┌─ Extrait
À l’heure de passer le cap de la nouvelle année, 2013 fut riche en enseignements. Le beau jeu des Newell’s , la descente en deuxième division d’Independiente, la stabilité de San Lorenzo ou encore Lanus soulevant la Coupe Sudamericana resteront comme les faits marquants en Argentine, sur le plan sportif. Mais 2013 s’inscrit surtout comme une année particulièrement meurtrière.
Le chiffre 13, pour les superstitieux, porte malheur. Ou est synonyme de mort pour les plus extrémistes. Pour les supporters qui se rendent au stade, 2013 va bien au-delà de n’importe quelle superstition. Cette année confirme la réputation violente du football argentin. Pire, elle l’a accentué. 19 personnes sont mortes dans un cadre en relation avec le football. Le chiffre le plus élevé depuis la tragédie de la Porte 12.
└─
┌─ Contenu des données
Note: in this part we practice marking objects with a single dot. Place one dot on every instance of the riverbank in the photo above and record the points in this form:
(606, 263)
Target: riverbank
└─
Consignes à suivre: Pouvez-vous reprendre l'extrait sur le football argentin en 2013 et le poursuivre après sa dernière phrase ? Les lignes forment un matériau à part, distinct de l'extrait sur le football argentin en 2013.

Résultat attendu:
Cette spirale de la violence serait-elle insoluble ? Le mot « mort » revient avec insistance en marge des rectangles verts. Depuis 1988, on déplore au moins un mort par an en relation avec le football. 2013 a battu tous les records : loin devant 1992 et ses 13 victimes ainsi que l’année dernière et ses 12 décès.
Parmi ces règlements de compte, 10 sont au sein d’une même barra brava pour le contrôle de la tribune et bénéficier des revenus qui en découlent (places de parking, drogues, reventes de billets , rackets des stands de nourritures , boutiques autour du stade etc.). L’affrontement interne la barra de Boca autour du stade de San Lorenzo reste le plus sanglant de l’année. Bilan : 2 morts. La justice argentine continue aussi d’enquêter sur les morts de Nicolas Pacheco, un jeune journaliste du Racing, retrouvé mort au fond de la piscine d’un siège social du club et de Diego Bogado, un membre de la barra de Vélez, retrouvé également sans vie dans un atelier situé en-dessous d’une tribune du stade Amalfitani.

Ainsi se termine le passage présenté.